INSTRUCTIONS FOR THE TASK:
Please repeat the records starting with the line containing "Would you please place a dot on the gold" and going on through the end of the records, replacing "red scarf" with "blue scarf" and leaving everything else unchanged. Omit the pictures from your answer.

--- Begin RECORDS PROVIDED ---

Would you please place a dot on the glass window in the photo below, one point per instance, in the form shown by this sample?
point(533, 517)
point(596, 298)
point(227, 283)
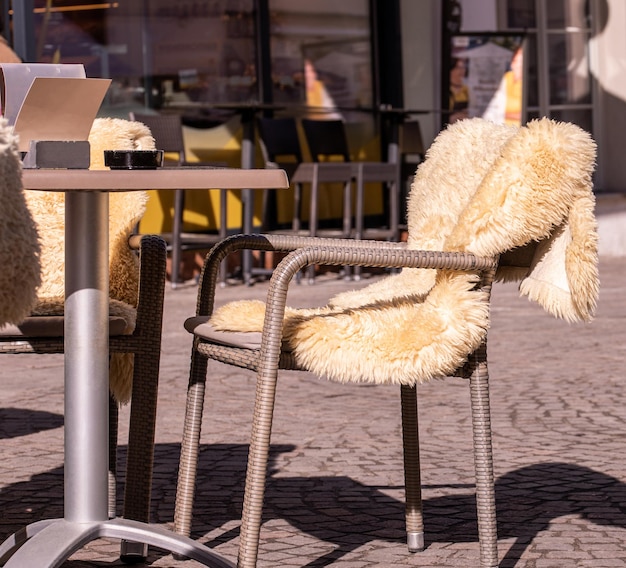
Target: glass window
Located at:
point(321, 53)
point(520, 14)
point(200, 50)
point(563, 14)
point(568, 69)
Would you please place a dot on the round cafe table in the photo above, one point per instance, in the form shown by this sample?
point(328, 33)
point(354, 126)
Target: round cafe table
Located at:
point(49, 543)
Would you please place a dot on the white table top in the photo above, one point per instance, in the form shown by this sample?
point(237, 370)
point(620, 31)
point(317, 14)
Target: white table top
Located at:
point(162, 178)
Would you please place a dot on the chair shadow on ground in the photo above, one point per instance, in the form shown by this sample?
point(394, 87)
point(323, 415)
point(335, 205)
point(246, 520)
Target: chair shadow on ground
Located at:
point(347, 514)
point(15, 422)
point(343, 512)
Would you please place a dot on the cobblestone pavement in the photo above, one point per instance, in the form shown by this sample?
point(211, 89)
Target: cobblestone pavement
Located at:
point(335, 490)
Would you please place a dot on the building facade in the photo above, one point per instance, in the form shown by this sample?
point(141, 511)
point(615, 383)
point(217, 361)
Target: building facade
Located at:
point(347, 57)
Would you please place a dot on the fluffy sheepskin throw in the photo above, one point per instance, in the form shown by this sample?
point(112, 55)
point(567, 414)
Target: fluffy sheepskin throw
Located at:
point(484, 188)
point(125, 210)
point(19, 245)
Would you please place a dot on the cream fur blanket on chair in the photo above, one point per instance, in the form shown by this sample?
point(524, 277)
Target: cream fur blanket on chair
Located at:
point(20, 275)
point(125, 210)
point(483, 188)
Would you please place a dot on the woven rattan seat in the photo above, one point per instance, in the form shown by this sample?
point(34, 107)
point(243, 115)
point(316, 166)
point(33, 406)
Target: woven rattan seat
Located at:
point(489, 202)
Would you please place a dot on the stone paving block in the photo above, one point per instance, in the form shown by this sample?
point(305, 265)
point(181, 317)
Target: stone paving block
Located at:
point(335, 489)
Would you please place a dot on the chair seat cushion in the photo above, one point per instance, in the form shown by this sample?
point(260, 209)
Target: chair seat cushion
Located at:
point(200, 327)
point(52, 326)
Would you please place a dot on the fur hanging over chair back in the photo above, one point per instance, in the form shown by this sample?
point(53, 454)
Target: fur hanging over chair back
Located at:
point(125, 211)
point(20, 275)
point(483, 188)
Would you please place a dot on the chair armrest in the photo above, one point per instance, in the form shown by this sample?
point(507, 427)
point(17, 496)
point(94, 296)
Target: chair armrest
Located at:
point(360, 255)
point(304, 251)
point(152, 270)
point(279, 243)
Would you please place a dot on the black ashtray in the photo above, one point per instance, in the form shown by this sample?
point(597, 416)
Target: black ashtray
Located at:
point(133, 159)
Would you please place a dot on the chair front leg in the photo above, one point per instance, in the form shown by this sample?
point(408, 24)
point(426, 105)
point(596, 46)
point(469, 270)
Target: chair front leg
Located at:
point(185, 489)
point(483, 458)
point(412, 480)
point(257, 468)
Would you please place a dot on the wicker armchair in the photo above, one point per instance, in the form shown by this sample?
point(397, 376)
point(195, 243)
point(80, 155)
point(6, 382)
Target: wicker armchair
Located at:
point(489, 202)
point(137, 283)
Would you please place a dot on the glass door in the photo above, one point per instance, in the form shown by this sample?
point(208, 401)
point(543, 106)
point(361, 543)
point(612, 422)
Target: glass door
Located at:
point(559, 81)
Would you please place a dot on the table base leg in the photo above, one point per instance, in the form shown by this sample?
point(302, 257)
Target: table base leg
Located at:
point(47, 544)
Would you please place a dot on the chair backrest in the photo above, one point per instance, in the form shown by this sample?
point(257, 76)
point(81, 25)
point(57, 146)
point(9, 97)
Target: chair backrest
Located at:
point(279, 138)
point(326, 138)
point(167, 130)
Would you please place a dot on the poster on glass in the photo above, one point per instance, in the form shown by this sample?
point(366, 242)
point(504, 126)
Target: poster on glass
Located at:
point(486, 77)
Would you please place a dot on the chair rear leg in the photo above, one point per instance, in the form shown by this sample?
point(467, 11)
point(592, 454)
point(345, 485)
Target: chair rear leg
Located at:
point(412, 480)
point(185, 489)
point(113, 430)
point(483, 459)
point(140, 460)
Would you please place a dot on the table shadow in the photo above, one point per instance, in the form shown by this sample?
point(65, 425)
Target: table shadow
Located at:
point(15, 422)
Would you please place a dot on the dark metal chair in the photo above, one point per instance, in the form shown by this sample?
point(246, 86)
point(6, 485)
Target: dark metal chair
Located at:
point(280, 144)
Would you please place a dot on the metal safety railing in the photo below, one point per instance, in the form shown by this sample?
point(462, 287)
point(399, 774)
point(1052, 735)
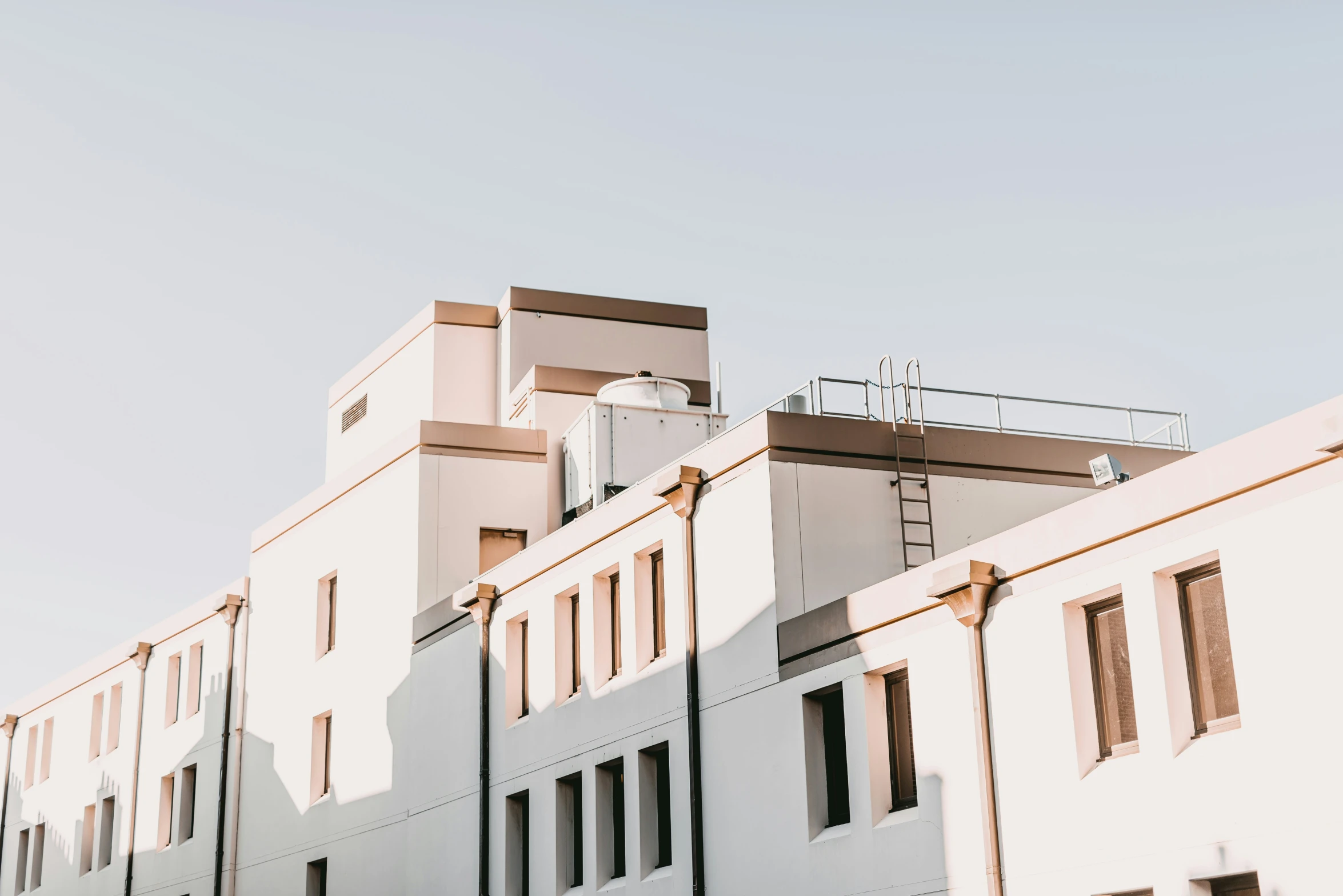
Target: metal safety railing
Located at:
point(908, 407)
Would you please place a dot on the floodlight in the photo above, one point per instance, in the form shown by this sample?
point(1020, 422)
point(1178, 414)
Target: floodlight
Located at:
point(1107, 469)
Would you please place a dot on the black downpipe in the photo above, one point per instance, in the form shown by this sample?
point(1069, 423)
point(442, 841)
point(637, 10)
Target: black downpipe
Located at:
point(5, 806)
point(486, 606)
point(692, 696)
point(231, 617)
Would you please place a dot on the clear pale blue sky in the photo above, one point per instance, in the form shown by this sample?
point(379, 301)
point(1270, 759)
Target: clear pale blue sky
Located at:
point(210, 211)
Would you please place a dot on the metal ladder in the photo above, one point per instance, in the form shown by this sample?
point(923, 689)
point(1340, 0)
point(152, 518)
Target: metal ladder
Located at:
point(911, 483)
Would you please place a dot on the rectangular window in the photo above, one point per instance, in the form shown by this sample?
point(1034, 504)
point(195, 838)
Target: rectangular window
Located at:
point(660, 622)
point(86, 840)
point(114, 719)
point(321, 777)
point(194, 679)
point(325, 615)
point(47, 730)
point(655, 806)
point(1208, 648)
point(39, 848)
point(1107, 638)
point(174, 691)
point(96, 729)
point(317, 878)
point(610, 821)
point(109, 816)
point(615, 623)
point(22, 859)
point(569, 829)
point(526, 673)
point(517, 845)
point(499, 546)
point(31, 763)
point(187, 808)
point(166, 789)
point(826, 759)
point(900, 741)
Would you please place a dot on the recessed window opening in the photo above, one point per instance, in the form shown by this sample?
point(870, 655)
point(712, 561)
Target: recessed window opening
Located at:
point(96, 729)
point(187, 810)
point(22, 859)
point(325, 615)
point(615, 623)
point(1107, 638)
point(355, 413)
point(569, 849)
point(1208, 646)
point(166, 789)
point(47, 730)
point(660, 622)
point(517, 845)
point(114, 719)
point(194, 671)
point(900, 742)
point(109, 816)
point(317, 878)
point(611, 818)
point(499, 546)
point(174, 691)
point(86, 840)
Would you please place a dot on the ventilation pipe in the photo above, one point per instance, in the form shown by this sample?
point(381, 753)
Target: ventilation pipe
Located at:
point(680, 488)
point(966, 587)
point(141, 659)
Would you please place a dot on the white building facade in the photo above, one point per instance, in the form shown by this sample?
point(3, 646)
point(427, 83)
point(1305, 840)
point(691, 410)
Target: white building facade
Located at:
point(810, 655)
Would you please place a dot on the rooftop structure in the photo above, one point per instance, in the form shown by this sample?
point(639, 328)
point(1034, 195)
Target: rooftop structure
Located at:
point(553, 621)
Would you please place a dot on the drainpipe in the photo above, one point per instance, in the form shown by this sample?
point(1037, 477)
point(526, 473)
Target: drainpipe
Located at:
point(966, 587)
point(238, 733)
point(229, 610)
point(10, 722)
point(481, 610)
point(680, 489)
point(141, 659)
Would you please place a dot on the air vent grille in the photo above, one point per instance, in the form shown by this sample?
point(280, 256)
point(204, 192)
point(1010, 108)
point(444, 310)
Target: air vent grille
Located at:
point(354, 414)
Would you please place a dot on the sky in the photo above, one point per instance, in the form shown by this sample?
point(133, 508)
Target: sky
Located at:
point(211, 211)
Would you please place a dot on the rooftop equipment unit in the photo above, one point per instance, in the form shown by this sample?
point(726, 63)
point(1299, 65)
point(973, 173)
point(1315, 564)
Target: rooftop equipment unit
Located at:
point(633, 429)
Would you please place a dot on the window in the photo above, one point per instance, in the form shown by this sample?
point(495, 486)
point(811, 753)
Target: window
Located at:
point(660, 621)
point(526, 673)
point(325, 615)
point(39, 847)
point(569, 829)
point(46, 749)
point(1208, 648)
point(109, 816)
point(517, 845)
point(1112, 687)
point(655, 806)
point(900, 742)
point(317, 878)
point(610, 821)
point(86, 840)
point(174, 691)
point(499, 546)
point(321, 778)
point(187, 810)
point(22, 858)
point(114, 719)
point(828, 759)
point(194, 679)
point(31, 766)
point(355, 413)
point(166, 789)
point(614, 622)
point(96, 729)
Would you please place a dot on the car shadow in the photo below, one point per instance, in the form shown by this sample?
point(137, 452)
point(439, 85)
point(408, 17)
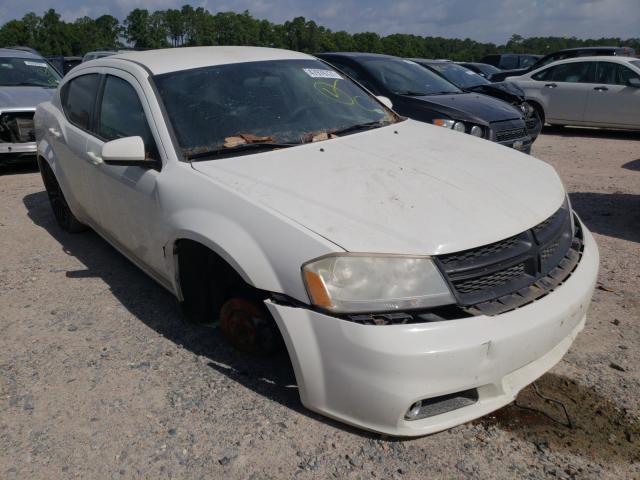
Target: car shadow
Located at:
point(612, 214)
point(632, 165)
point(272, 377)
point(579, 132)
point(17, 167)
point(600, 430)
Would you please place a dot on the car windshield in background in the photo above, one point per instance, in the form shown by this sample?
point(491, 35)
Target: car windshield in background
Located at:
point(27, 72)
point(459, 76)
point(404, 77)
point(245, 106)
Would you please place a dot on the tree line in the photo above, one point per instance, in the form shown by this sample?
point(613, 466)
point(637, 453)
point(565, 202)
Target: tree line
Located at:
point(189, 26)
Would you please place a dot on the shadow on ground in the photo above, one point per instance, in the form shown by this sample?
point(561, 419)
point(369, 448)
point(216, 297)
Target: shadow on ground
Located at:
point(632, 165)
point(271, 377)
point(578, 132)
point(612, 214)
point(601, 432)
point(17, 167)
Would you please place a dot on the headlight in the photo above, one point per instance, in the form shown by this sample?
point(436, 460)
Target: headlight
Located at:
point(476, 131)
point(370, 283)
point(444, 122)
point(459, 127)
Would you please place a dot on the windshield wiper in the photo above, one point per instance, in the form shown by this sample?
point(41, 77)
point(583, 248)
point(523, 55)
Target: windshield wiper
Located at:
point(412, 93)
point(360, 127)
point(29, 84)
point(256, 146)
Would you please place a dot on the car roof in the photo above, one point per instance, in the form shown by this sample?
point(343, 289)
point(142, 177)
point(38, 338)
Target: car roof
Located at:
point(589, 48)
point(361, 55)
point(429, 60)
point(175, 59)
point(595, 58)
point(16, 53)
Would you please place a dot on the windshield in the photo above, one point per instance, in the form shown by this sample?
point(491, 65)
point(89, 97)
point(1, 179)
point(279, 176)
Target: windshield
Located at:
point(404, 77)
point(487, 69)
point(28, 72)
point(460, 76)
point(279, 102)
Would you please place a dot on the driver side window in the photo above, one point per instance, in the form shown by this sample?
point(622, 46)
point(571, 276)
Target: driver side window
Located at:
point(121, 115)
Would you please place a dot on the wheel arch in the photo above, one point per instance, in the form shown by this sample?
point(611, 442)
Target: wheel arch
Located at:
point(235, 248)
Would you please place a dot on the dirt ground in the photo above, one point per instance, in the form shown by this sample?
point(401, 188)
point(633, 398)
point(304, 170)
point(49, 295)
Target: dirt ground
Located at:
point(100, 379)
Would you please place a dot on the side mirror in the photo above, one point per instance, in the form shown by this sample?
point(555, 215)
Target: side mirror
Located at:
point(634, 82)
point(125, 151)
point(385, 101)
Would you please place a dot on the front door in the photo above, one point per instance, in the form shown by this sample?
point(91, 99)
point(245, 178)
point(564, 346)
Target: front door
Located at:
point(127, 195)
point(612, 101)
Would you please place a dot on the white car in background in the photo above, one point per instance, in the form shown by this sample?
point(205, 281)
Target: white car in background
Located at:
point(586, 91)
point(418, 278)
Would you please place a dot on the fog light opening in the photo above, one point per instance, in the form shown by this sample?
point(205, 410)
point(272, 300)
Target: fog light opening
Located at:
point(430, 407)
point(414, 410)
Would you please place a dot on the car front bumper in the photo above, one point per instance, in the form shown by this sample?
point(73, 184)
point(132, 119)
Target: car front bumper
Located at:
point(369, 376)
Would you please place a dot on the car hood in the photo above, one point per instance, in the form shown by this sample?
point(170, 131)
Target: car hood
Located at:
point(24, 97)
point(408, 188)
point(477, 106)
point(505, 91)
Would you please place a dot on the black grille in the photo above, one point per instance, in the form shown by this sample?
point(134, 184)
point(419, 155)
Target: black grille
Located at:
point(504, 275)
point(510, 134)
point(494, 279)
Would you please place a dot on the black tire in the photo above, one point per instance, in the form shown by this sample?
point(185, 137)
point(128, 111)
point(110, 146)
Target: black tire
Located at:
point(64, 216)
point(540, 112)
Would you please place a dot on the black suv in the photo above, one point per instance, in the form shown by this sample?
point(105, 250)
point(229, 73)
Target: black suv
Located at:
point(469, 81)
point(561, 55)
point(422, 95)
point(510, 61)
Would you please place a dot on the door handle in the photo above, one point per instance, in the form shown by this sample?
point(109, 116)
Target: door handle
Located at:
point(95, 159)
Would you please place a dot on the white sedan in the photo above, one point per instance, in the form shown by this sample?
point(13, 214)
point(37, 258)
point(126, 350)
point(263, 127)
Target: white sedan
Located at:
point(586, 91)
point(417, 278)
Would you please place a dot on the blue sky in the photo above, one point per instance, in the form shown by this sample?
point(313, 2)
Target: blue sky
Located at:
point(483, 20)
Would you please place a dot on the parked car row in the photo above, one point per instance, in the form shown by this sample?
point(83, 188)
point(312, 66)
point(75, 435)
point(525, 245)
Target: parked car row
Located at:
point(589, 91)
point(419, 93)
point(522, 69)
point(26, 79)
point(417, 277)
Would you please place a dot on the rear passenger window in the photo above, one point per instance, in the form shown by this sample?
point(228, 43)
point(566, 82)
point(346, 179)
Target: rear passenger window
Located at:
point(121, 114)
point(614, 73)
point(509, 62)
point(543, 75)
point(78, 97)
point(575, 72)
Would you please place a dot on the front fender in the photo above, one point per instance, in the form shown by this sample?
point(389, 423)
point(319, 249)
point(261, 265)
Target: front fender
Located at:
point(264, 247)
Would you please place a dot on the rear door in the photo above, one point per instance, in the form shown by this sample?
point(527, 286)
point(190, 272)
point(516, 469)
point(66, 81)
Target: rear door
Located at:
point(564, 90)
point(612, 101)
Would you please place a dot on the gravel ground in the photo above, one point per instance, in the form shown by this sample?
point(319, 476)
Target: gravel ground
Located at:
point(100, 379)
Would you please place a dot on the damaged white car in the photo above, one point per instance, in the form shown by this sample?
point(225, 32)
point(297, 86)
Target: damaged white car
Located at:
point(418, 278)
point(26, 79)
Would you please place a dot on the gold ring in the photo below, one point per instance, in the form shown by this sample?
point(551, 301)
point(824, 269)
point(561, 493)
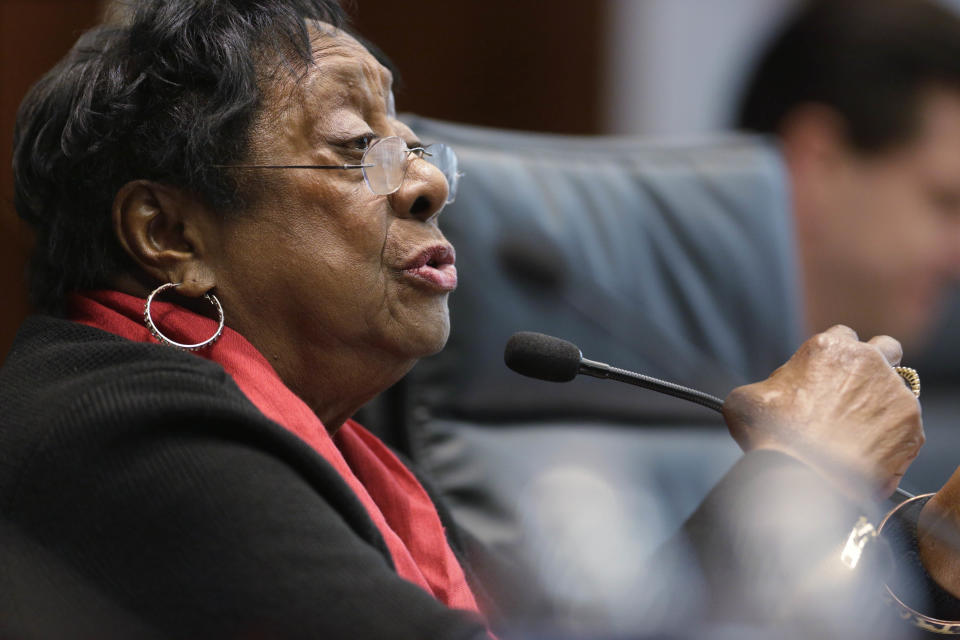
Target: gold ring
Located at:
point(911, 378)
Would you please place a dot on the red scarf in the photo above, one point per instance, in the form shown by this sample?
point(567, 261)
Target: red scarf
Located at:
point(392, 496)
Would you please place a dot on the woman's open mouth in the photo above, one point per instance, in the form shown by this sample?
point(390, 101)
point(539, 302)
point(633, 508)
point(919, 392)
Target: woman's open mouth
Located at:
point(434, 266)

--- End RECORDS PROVIDED ---

TASK RESULT:
Would you please place a dot on the gold ring in the photo below, one point per instance, in the form shown by this sample?
point(551, 301)
point(824, 269)
point(561, 493)
Target: gold ring
Located at:
point(911, 378)
Would you please place a dot on the blue scarf in the photo above, one point per instance, in the form shown by this sample?
point(567, 261)
Target: blue scarf
Located at:
point(392, 496)
Would you please place a dot on the woman's open mouth in the photo above, one point per instance, in the form shown by this sample?
point(390, 101)
point(539, 302)
point(633, 508)
point(919, 392)
Target: woman's open mouth
Located at:
point(434, 266)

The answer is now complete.